[BEGIN Selected excerpt]
RE: Renault 5 Turbo 2 | PH Heroes

RE: Renault 5 Turbo 2 | PH Heroes

Thursday 25th July 2019

Renault 5 Turbo 2 | PH Heroes

Less focussed and cheaper than the original homologation special - but no less exciting



In the 40 years since Renault effectively changed the course of Formula 1 engineering with its giant-slaying turbocharged RS10, the brand has produced some pretty spectacular forced induction machinery. But nothing stands taller than the 5 Turbo, Renault's mid-engined hatch built to homologate the R5 which brought Jean Ragnotti victory in the 1981 Monte Carlo Rally. The road version was the 911 Turbo of hatchbacks, with butch body extensions and air intakes custom fitted over a dinky rear-driven chassis which had a 160hp blown four-pot in its bowels. It was the sort of automotive madness only the French could produce - and it was brilliant.

The Turbo 2 that followed in 1983 actually looked a bit soft in comparison because it took several steps backwards. While it had the same 160hp from a mid-mounted 1.4 motor that drove the back wheels, it was built on the more conventional Alpine 5 Turbo. That meant the Turbo 2 didn't get an aluminium roof, aluminium doors or a cabin retrimmed with a pair of lovely Bertone seats. It was a slightly less exotic follow-up, albeit one that still wore swollen arches and a set of larger wheels which filled them more broadly (even at a dinky 14 inches!). All could be forgiven for that.
[END Selected excerpt]
[BEGIN Stored records]
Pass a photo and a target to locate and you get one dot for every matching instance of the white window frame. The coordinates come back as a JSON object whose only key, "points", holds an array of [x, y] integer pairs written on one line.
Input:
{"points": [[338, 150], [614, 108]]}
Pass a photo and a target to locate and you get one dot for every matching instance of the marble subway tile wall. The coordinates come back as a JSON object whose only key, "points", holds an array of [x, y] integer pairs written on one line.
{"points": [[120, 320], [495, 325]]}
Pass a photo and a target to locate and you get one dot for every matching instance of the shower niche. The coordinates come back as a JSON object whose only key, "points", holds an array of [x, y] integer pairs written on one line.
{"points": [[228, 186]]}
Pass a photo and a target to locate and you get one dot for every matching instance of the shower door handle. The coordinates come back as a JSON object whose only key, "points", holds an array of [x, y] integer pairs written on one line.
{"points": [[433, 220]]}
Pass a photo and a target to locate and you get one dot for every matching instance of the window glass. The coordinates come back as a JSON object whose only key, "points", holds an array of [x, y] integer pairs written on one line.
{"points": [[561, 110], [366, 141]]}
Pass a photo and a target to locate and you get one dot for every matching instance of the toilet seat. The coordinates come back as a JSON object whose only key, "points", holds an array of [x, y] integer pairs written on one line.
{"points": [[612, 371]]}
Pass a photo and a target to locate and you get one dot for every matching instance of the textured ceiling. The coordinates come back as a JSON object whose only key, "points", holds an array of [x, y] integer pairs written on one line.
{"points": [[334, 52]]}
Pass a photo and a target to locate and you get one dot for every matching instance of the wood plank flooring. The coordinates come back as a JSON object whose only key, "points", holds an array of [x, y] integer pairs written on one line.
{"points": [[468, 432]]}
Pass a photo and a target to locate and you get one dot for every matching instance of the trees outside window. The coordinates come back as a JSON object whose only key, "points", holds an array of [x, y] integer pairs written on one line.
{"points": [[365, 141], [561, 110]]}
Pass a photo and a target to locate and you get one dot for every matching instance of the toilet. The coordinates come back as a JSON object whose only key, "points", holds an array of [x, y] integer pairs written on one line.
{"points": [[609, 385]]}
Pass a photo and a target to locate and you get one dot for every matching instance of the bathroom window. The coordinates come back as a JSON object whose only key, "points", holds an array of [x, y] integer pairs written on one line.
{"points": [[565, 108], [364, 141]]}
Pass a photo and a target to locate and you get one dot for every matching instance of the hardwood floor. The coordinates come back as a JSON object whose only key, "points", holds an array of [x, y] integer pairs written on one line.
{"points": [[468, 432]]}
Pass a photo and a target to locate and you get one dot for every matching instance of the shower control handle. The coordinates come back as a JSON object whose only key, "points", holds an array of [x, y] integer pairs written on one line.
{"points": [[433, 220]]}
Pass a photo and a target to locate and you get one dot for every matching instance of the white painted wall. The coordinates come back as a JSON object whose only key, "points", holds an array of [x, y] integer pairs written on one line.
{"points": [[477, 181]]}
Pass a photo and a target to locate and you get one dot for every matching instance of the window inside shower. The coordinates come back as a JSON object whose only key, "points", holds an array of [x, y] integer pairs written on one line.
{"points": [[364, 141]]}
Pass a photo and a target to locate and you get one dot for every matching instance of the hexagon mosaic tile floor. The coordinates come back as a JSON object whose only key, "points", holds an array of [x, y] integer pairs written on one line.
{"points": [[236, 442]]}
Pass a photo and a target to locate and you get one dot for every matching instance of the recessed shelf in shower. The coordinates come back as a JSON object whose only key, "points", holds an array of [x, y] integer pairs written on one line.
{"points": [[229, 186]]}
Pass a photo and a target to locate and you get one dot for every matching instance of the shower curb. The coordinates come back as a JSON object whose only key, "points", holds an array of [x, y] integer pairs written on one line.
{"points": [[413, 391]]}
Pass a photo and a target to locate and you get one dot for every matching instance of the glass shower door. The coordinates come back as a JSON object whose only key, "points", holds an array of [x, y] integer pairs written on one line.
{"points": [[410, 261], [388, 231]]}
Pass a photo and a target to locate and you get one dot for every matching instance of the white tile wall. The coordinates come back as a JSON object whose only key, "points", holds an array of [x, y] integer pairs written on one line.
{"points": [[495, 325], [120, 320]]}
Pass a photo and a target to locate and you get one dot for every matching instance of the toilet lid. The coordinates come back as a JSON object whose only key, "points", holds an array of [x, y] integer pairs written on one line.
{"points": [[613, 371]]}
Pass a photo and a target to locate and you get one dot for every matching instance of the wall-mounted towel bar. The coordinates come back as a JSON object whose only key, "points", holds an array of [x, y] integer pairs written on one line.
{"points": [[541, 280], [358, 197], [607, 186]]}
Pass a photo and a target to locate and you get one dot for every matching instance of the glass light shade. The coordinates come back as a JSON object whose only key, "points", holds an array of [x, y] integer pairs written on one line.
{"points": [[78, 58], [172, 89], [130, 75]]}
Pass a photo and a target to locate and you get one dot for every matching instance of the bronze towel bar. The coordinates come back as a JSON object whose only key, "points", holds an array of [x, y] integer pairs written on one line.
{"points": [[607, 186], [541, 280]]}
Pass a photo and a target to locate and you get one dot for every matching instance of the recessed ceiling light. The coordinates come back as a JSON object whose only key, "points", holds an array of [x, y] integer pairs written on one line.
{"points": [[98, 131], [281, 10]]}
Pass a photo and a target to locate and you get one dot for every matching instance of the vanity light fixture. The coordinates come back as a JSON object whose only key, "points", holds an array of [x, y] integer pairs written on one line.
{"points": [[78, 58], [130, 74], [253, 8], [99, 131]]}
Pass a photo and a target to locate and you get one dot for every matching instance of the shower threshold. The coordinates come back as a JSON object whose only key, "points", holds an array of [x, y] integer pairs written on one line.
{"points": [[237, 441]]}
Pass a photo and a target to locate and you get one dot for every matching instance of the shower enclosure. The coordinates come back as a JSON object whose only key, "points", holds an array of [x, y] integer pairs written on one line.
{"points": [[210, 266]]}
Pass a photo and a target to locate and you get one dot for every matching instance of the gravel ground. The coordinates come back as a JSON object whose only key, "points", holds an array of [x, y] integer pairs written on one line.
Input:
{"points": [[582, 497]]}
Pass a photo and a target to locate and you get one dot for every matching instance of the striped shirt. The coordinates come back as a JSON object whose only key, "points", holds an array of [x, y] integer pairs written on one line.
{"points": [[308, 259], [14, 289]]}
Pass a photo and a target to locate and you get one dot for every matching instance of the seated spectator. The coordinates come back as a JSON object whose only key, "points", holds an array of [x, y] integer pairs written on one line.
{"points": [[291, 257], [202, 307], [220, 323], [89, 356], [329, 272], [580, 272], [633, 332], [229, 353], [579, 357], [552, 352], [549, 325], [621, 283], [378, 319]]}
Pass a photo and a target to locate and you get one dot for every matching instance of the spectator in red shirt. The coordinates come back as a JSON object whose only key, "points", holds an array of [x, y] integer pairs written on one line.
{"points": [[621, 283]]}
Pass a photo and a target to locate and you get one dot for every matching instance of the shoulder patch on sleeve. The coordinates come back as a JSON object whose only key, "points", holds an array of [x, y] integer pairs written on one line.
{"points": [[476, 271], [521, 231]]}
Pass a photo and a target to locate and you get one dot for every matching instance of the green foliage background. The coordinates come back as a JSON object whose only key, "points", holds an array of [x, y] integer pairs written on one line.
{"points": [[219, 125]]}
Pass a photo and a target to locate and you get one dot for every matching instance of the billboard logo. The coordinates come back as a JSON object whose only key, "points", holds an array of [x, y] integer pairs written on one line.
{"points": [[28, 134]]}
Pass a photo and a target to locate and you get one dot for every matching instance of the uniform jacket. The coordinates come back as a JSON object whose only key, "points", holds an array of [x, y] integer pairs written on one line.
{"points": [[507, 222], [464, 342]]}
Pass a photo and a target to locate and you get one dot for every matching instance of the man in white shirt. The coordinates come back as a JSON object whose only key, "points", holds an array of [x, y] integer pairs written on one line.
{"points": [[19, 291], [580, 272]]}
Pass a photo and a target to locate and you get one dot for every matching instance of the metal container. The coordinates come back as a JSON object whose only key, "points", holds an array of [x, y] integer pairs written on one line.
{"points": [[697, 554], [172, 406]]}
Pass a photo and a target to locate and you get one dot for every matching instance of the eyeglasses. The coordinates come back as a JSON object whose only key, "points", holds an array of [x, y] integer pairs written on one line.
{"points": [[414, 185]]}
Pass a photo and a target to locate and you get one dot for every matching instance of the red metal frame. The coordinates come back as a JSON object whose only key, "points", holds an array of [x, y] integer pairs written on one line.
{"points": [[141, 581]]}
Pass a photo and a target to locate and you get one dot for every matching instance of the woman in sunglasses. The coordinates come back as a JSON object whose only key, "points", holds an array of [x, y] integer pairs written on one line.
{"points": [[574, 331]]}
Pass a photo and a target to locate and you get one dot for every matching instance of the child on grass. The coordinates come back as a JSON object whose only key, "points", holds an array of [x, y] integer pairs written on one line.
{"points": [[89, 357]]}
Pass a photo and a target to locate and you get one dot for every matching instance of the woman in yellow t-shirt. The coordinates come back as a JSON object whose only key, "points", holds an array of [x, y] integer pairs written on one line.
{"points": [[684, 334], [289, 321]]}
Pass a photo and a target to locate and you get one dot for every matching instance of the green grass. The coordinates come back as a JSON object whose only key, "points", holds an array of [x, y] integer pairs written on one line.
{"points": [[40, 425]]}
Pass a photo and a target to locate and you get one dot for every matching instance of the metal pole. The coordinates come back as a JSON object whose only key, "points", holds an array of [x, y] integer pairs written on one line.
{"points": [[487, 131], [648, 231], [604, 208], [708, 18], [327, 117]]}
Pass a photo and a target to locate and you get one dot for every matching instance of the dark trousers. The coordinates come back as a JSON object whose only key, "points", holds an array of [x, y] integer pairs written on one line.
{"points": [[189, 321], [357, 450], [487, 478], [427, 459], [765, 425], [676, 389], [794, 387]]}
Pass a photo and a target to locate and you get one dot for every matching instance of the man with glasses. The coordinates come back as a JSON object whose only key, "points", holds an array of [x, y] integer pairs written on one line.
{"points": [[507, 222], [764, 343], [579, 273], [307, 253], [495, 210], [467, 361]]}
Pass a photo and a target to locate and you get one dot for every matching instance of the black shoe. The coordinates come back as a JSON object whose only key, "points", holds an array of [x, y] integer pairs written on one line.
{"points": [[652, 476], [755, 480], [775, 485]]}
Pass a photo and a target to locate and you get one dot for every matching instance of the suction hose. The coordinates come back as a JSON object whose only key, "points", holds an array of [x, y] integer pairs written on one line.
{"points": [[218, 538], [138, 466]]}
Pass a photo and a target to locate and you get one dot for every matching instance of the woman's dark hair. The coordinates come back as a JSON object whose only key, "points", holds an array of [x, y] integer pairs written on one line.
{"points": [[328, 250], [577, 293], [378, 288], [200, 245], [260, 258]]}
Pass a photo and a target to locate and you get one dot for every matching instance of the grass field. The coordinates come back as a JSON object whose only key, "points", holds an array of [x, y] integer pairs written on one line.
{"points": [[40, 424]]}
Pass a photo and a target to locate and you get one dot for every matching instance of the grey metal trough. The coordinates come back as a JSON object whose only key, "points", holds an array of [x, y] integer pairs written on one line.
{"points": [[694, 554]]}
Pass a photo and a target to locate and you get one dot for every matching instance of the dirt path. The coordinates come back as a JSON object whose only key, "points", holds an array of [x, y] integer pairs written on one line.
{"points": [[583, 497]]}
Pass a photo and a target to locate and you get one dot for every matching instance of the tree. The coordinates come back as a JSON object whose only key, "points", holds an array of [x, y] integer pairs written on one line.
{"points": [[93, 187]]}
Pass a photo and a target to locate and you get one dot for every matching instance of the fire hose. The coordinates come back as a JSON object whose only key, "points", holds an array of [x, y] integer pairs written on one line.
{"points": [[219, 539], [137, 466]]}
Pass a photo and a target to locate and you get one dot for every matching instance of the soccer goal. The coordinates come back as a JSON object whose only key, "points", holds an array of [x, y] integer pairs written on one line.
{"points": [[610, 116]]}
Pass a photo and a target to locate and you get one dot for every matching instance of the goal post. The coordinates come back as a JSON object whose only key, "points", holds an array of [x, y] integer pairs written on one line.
[END Stored records]
■ Aim of the task
Please write out the passage of the Renault 5 Turbo 2 article from "Thursday 25th July" up to and including "it was brilliant.".

■ Output of the task
Thursday 25th July 2019

Renault 5 Turbo 2 | PH Heroes

Less focussed and cheaper than the original homologation special - but no less exciting



In the 40 years since Renault effectively changed the course of Formula 1 engineering with its giant-slaying turbocharged RS10, the brand has produced some pretty spectacular forced induction machinery. But nothing stands taller than the 5 Turbo, Renault's mid-engined hatch built to homologate the R5 which brought Jean Ragnotti victory in the 1981 Monte Carlo Rally. The road version was the 911 Turbo of hatchbacks, with butch body extensions and air intakes custom fitted over a dinky rear-driven chassis which had a 160hp blown four-pot in its bowels. It was the sort of automotive madness only the French could produce - and it was brilliant.